Extract to read:

======

Cities are organic things.
Some of the metaphors are obvious, and they relate to mammalian life. The roads are arteries — sometimes they’re even called that. The buildings are their skeleton, and the people rushing and dawdling and dreaming through their streets are their lifeblood.
Cities also change, as organic things do; they’re formed, they grow, sprawl, reach upward, reach outward. They flourish, they glitter, they amaze. They age, sometimes they enter what seem to be death spirals, and sometimes they die.
But unlike organic things, sometimes they revive.
The three cities in southern Hudson County — Hoboken, Jersey City, and Bayonne — are prime examples of this principle, both in general and in specifically Jewish terms.
All once were booming cities; all went through hard times and are coming back. All had vibrant Jewish communities, which had withered, although none had died entirely. Many of the Jewish families and institutions that made up the community moved to Bergen County. And now the three cities are all coming back, both generally and Jewishly.
They all are at different stages of their revival; Hoboken is flourishing wildly, Jersey City is growing and doing very well, thank you, and Bayonne is on its way up. (And that makes sense; Hoboken, according to Rabbi Robert Scheinberg of the United Synagogue of Hoboken, was a second settlement, attracting people — in this case Jews — leaving the Lower East Side. South Harlem has a similar story; both peaked in the 1920s and are roaring back now.)
Those three cities have been on their own Jewishly, to some extent, for many years; they belonged to the independent network maintained by the Jewish Federations of North America, the North American Jewish federation system’s umbrella group. That designation usually is reserved for small, rural, often dying communities. The Hudson County cities’ status was a historic artifact, but there it was.

======

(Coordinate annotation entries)
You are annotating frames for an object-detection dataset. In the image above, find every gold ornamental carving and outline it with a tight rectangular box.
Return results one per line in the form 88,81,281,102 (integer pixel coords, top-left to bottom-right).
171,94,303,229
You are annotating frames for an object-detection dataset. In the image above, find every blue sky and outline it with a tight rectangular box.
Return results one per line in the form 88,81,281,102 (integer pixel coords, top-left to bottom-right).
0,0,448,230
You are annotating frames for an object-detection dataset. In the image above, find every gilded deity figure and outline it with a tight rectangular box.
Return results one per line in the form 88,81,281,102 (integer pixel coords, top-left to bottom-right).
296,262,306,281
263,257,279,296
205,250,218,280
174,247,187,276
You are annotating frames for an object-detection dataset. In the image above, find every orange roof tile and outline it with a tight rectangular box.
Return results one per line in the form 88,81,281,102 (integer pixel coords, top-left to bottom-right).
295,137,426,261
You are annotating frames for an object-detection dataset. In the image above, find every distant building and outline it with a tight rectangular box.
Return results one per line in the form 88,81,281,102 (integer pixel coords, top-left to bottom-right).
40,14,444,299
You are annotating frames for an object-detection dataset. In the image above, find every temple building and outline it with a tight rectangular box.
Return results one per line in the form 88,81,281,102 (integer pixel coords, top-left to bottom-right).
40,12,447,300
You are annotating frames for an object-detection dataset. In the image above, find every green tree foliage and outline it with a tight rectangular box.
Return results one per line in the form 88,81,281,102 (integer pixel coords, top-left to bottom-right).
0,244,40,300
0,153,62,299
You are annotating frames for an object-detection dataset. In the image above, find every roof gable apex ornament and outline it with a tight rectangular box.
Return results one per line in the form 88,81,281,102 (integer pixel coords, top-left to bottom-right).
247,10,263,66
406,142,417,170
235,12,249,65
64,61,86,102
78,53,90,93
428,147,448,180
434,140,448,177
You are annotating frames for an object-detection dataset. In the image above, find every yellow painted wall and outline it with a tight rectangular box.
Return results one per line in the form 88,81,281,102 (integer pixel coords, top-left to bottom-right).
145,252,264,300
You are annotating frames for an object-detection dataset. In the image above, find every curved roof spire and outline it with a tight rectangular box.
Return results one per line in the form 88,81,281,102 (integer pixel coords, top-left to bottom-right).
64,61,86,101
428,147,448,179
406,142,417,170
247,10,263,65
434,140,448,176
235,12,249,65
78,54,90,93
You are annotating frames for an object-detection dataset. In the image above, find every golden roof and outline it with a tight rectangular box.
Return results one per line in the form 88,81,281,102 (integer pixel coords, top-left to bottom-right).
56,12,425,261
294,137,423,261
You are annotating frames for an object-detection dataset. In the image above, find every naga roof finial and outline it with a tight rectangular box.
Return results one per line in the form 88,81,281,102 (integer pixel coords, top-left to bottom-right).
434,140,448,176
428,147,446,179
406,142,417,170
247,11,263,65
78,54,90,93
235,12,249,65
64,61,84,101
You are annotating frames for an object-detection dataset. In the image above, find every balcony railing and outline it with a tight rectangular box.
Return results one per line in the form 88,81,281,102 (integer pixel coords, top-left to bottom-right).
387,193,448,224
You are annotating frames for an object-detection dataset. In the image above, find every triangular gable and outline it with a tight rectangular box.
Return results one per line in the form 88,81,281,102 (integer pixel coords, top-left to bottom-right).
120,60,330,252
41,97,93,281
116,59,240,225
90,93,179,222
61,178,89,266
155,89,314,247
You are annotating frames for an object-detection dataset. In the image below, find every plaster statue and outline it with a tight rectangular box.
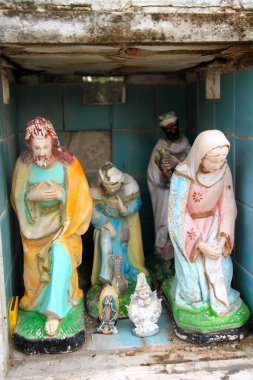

======

Instructions for the task: In the passage about the Hudson County cities, which of the three cities is described as flourishing wildly?

The reply: Hoboken